Retype the records below verbatim, starting at the line that contains "Would you mind marking the red" and continuing through the last line of the records, both ends included.

** Begin DATA FOR THIS EXERCISE **

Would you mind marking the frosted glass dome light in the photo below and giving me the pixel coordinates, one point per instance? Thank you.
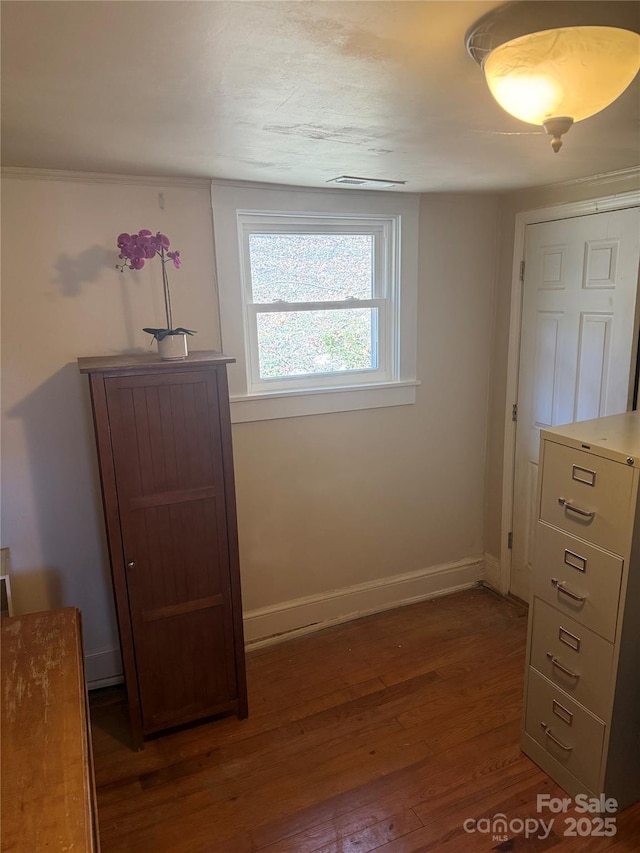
(556, 63)
(569, 73)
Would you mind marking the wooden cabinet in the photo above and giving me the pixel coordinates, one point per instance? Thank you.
(164, 446)
(582, 697)
(48, 792)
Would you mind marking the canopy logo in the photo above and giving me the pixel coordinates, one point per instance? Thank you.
(501, 828)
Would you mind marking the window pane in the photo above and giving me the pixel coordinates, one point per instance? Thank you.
(294, 343)
(311, 267)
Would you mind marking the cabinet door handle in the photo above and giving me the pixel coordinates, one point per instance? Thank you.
(555, 662)
(559, 585)
(585, 513)
(552, 737)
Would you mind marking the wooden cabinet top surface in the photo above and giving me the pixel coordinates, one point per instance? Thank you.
(46, 759)
(150, 362)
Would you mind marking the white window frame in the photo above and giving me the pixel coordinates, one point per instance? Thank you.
(384, 231)
(238, 207)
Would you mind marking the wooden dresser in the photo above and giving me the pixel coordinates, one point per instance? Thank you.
(163, 435)
(48, 796)
(582, 696)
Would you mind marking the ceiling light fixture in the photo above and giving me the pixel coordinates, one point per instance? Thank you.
(556, 63)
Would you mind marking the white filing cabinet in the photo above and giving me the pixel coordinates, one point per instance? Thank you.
(581, 720)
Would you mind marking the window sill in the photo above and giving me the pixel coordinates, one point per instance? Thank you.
(293, 404)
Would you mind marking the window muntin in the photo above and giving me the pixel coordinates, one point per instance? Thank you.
(318, 300)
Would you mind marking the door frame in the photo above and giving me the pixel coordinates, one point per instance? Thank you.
(570, 210)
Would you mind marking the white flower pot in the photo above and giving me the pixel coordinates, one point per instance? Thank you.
(173, 346)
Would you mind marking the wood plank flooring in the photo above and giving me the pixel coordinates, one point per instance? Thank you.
(385, 734)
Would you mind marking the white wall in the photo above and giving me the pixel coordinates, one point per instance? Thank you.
(62, 298)
(335, 500)
(324, 503)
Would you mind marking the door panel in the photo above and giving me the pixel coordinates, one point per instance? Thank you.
(165, 435)
(577, 346)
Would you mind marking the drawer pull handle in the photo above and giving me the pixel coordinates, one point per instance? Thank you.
(588, 476)
(555, 662)
(552, 737)
(575, 560)
(585, 513)
(559, 585)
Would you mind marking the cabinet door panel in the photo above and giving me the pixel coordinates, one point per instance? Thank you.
(165, 435)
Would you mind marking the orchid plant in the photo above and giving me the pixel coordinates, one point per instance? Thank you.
(135, 250)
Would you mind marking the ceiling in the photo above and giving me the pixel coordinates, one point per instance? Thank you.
(280, 92)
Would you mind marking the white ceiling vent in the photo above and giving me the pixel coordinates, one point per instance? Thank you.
(352, 181)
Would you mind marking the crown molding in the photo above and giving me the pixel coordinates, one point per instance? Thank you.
(25, 173)
(621, 175)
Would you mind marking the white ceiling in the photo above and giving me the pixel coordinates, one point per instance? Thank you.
(282, 92)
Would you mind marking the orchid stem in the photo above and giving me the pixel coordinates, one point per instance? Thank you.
(167, 295)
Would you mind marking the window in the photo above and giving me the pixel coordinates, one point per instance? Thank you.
(317, 292)
(318, 300)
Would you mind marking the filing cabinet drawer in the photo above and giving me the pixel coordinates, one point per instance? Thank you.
(572, 657)
(565, 730)
(587, 495)
(579, 580)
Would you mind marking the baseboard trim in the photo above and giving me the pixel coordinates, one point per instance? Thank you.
(103, 667)
(267, 625)
(492, 573)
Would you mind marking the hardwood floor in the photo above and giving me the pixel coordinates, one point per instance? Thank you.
(385, 734)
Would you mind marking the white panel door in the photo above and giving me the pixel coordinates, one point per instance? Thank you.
(576, 346)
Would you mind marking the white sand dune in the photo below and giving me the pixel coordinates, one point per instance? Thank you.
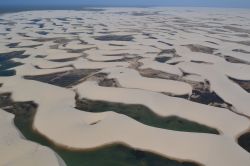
(129, 41)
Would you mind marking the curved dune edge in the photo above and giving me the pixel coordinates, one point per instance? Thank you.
(18, 151)
(152, 36)
(74, 124)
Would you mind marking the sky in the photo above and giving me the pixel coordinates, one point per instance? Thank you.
(142, 3)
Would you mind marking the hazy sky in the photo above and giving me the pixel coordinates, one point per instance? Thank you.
(204, 3)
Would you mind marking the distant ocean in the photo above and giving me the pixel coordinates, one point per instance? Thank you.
(31, 8)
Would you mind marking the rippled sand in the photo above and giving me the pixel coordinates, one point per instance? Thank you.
(188, 63)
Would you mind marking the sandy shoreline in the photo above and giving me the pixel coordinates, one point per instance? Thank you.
(117, 45)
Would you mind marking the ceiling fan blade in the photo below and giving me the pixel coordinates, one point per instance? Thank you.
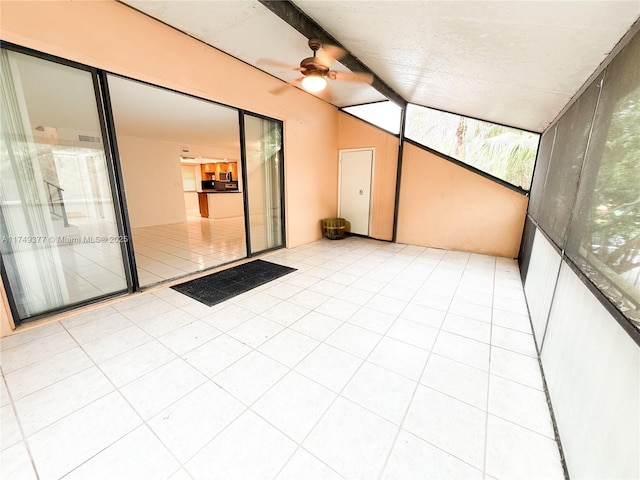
(276, 63)
(351, 76)
(282, 88)
(328, 53)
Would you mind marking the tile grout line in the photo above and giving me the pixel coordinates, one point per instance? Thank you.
(486, 417)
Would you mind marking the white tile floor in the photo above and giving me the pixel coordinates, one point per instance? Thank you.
(372, 361)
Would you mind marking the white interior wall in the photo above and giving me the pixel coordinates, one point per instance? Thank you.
(152, 181)
(592, 370)
(153, 177)
(541, 282)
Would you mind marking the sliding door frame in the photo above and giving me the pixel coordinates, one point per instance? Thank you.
(245, 178)
(116, 180)
(112, 164)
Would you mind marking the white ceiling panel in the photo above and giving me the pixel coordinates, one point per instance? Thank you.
(250, 32)
(512, 62)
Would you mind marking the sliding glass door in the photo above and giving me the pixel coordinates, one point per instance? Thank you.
(265, 179)
(59, 235)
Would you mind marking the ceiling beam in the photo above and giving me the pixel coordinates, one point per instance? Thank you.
(294, 16)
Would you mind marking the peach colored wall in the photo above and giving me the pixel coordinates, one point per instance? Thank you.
(355, 133)
(111, 36)
(446, 206)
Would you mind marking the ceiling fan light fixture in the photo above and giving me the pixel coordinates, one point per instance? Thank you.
(313, 83)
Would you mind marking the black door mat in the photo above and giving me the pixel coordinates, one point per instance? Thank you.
(221, 286)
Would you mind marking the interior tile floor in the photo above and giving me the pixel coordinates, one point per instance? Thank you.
(372, 361)
(164, 252)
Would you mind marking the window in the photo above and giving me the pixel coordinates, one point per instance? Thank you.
(503, 152)
(604, 236)
(567, 157)
(385, 115)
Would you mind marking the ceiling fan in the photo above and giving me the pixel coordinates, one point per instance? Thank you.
(317, 69)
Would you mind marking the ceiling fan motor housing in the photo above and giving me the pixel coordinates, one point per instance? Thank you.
(311, 66)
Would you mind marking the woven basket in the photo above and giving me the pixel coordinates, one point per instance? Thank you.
(333, 228)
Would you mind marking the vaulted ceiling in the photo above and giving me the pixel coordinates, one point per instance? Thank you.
(512, 62)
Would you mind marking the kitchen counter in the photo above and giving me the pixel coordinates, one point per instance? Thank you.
(215, 206)
(219, 191)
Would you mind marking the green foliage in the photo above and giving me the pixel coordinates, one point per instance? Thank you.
(612, 232)
(503, 152)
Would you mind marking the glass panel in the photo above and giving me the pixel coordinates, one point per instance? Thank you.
(504, 152)
(263, 141)
(604, 238)
(541, 171)
(178, 229)
(561, 183)
(59, 237)
(385, 115)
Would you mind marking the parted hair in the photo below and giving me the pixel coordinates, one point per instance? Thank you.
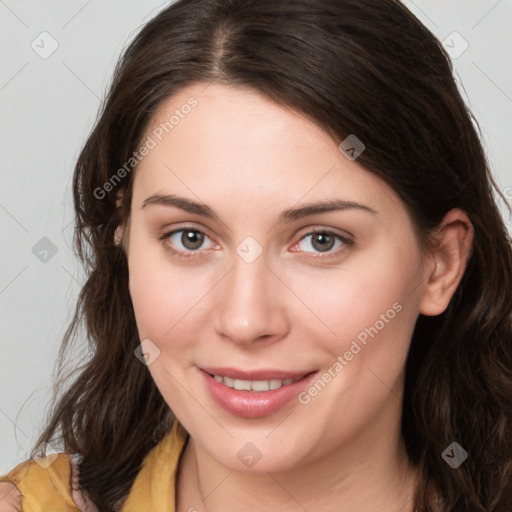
(364, 67)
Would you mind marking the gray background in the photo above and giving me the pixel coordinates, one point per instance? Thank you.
(48, 106)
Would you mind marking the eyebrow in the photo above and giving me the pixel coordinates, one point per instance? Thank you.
(289, 215)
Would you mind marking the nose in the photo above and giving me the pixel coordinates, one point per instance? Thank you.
(250, 304)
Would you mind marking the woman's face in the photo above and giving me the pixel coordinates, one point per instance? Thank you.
(243, 285)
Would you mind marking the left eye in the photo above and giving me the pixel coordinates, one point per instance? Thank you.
(190, 239)
(321, 241)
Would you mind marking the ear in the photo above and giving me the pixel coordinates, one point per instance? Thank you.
(120, 230)
(453, 240)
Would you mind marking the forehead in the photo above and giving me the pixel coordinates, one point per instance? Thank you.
(237, 144)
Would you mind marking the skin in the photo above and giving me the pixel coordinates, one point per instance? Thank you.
(248, 159)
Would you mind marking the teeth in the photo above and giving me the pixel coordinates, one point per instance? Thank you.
(254, 385)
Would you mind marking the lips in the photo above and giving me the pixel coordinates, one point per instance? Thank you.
(264, 374)
(253, 403)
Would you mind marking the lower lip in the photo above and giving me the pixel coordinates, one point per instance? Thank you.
(254, 404)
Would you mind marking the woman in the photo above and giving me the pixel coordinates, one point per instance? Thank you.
(300, 286)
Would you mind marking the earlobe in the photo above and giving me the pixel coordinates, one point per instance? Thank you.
(449, 258)
(118, 234)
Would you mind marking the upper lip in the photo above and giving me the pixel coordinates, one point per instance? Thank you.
(263, 374)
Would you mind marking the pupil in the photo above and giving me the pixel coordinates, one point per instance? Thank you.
(326, 242)
(192, 239)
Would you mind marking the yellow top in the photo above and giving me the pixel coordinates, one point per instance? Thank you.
(49, 489)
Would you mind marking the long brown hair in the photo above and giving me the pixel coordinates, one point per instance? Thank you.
(364, 67)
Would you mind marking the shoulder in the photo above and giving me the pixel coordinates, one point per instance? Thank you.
(38, 484)
(10, 497)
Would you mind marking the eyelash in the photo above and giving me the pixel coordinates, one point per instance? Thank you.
(192, 254)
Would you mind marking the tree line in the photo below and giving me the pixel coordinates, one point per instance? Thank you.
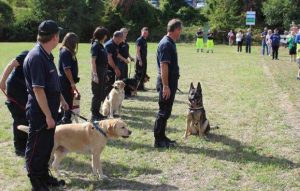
(19, 18)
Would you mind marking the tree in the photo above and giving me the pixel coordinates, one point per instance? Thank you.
(225, 14)
(281, 12)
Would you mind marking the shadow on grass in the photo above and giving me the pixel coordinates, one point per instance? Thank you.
(119, 184)
(237, 153)
(109, 169)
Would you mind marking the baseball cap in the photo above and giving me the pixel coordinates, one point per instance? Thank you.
(48, 27)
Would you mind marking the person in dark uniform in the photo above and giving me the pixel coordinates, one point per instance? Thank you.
(124, 55)
(99, 63)
(167, 82)
(17, 97)
(141, 58)
(112, 49)
(44, 98)
(68, 72)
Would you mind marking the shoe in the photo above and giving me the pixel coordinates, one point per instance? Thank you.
(38, 184)
(53, 182)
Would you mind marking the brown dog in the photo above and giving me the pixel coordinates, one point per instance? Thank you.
(86, 138)
(196, 123)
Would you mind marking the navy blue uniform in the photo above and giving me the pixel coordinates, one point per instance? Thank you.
(40, 71)
(141, 71)
(124, 51)
(99, 52)
(166, 53)
(67, 61)
(16, 89)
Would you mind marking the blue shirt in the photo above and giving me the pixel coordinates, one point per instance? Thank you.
(167, 52)
(16, 87)
(40, 71)
(142, 43)
(99, 52)
(275, 38)
(124, 49)
(297, 39)
(67, 61)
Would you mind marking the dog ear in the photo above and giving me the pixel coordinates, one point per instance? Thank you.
(199, 87)
(191, 86)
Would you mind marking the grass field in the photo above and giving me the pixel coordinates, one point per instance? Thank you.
(254, 100)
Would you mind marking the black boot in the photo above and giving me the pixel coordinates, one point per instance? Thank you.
(38, 184)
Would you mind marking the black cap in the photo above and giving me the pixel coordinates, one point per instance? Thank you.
(48, 27)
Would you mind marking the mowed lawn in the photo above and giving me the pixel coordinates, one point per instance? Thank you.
(254, 100)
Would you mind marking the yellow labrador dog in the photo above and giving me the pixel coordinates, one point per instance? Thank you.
(86, 138)
(113, 102)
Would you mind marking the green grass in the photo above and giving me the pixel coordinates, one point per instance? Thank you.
(253, 150)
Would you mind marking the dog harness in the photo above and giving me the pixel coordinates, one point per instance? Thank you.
(99, 129)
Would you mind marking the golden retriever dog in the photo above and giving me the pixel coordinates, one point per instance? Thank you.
(113, 102)
(86, 138)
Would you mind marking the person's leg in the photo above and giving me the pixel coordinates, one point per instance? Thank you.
(96, 101)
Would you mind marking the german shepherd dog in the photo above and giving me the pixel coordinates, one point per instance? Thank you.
(196, 123)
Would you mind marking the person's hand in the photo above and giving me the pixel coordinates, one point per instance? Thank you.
(64, 105)
(3, 85)
(118, 72)
(166, 92)
(50, 122)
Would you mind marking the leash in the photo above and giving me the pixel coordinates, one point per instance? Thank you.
(99, 129)
(94, 124)
(13, 100)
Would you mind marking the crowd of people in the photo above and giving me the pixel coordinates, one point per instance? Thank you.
(32, 79)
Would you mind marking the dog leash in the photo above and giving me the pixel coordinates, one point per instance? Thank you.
(13, 100)
(94, 124)
(99, 129)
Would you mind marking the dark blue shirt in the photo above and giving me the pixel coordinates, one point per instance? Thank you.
(40, 71)
(275, 38)
(167, 52)
(99, 52)
(16, 87)
(124, 49)
(113, 49)
(67, 61)
(142, 43)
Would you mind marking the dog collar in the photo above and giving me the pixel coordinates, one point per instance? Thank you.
(99, 129)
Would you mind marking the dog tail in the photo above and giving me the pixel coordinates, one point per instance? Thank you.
(23, 128)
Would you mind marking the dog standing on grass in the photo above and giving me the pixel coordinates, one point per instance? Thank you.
(113, 102)
(196, 122)
(86, 138)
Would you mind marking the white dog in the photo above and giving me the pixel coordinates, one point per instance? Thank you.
(113, 102)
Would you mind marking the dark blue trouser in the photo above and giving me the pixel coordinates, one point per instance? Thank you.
(165, 109)
(19, 118)
(39, 146)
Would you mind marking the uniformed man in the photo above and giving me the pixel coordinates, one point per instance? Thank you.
(42, 107)
(112, 49)
(141, 58)
(17, 98)
(167, 82)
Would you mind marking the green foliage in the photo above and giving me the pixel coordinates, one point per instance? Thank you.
(225, 14)
(281, 12)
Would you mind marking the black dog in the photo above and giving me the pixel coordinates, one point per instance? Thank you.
(197, 123)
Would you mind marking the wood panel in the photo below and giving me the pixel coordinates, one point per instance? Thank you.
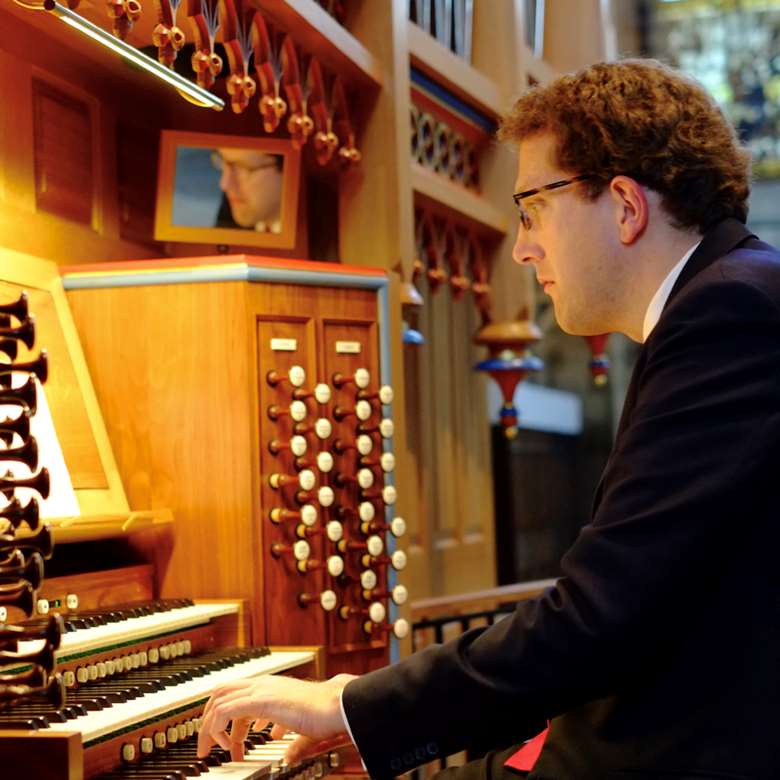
(181, 373)
(63, 145)
(170, 366)
(282, 583)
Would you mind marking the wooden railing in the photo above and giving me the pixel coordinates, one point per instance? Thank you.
(437, 620)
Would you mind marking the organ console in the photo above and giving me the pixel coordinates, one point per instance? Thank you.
(106, 678)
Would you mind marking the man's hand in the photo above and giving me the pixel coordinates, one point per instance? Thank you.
(312, 709)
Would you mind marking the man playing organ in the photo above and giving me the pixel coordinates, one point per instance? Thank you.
(656, 653)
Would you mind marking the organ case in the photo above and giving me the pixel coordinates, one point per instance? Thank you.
(180, 353)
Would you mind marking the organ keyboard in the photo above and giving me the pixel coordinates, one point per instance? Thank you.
(138, 677)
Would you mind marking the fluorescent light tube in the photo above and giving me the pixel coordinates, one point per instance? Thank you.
(192, 91)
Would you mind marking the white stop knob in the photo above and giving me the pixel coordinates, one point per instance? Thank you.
(297, 376)
(400, 594)
(298, 411)
(362, 378)
(298, 446)
(308, 515)
(368, 579)
(325, 496)
(334, 530)
(398, 526)
(375, 545)
(307, 480)
(398, 560)
(324, 462)
(377, 612)
(335, 566)
(323, 428)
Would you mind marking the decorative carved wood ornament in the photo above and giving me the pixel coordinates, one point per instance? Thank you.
(448, 251)
(269, 73)
(166, 36)
(325, 140)
(237, 38)
(206, 63)
(123, 14)
(299, 124)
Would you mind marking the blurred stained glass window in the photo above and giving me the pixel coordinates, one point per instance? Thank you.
(733, 48)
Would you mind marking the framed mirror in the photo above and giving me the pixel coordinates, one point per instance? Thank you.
(227, 189)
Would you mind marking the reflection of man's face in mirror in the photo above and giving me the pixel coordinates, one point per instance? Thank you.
(252, 183)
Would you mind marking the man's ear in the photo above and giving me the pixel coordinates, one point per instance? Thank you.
(631, 208)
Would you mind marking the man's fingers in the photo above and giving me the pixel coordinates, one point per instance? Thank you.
(237, 736)
(205, 741)
(305, 747)
(260, 724)
(224, 690)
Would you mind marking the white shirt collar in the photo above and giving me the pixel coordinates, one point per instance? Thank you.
(653, 313)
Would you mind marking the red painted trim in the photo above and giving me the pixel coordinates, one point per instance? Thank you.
(173, 263)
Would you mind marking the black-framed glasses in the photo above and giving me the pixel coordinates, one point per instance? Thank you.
(525, 217)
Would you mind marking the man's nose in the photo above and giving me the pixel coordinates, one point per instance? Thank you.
(227, 181)
(524, 250)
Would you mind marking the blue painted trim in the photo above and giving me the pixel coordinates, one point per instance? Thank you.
(419, 79)
(238, 274)
(412, 336)
(531, 363)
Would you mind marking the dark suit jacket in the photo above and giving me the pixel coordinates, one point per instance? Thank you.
(657, 653)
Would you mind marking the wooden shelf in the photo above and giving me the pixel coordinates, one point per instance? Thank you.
(453, 72)
(90, 528)
(432, 189)
(321, 35)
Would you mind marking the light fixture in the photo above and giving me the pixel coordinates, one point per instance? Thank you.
(192, 92)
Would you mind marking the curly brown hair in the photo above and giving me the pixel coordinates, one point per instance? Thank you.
(642, 119)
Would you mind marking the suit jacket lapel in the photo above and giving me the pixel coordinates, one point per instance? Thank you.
(722, 239)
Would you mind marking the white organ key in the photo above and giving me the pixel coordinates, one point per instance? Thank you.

** End DATA FOR THIS EXERCISE **

- [FINAL RESULT]:
Would you mind marking the red painted trim in the photo above and giving me the pixel coordinates, one point per instance? Thank you.
(173, 263)
Would you mind marking the black-framed glasses in the photo above and giving me the pixel coordinates, one point per instance? Thank you.
(525, 217)
Would you mind marking the man's nose in the photo above and giving me the pixel coordinates, one point per instance? Thank you.
(227, 181)
(524, 250)
Would you mind marking the blue painted trim in the photo above and giving me the pixel coordinates, one point per instance? Thank you.
(419, 79)
(238, 274)
(412, 336)
(531, 363)
Would you mind marking the dark suit jacket in the photo above and giving me the pixel coordinates, one point per instance? Thank you.
(657, 653)
Would you mind marking the wooden shelf in the photo above and giving me the pixel coordinates, one point per instance? Thank you.
(453, 72)
(90, 528)
(432, 189)
(321, 35)
Would you mind marking the light fixture in the photo above and giving me the pixel coordinates, one point per instance? Thank you.
(192, 92)
Would you mind marking the curly brown hair in the photo above and giving me the pixel coordinates, one point per instance? Thank you.
(642, 119)
Would you mind marking the suit jacket lapel in the photo above and giving me the pixel coordinates, one point per instance? Thank you.
(722, 239)
Would you mind marking the white organ key in the photo above and giving me the pixel coordinates, one point per instance? Thank you.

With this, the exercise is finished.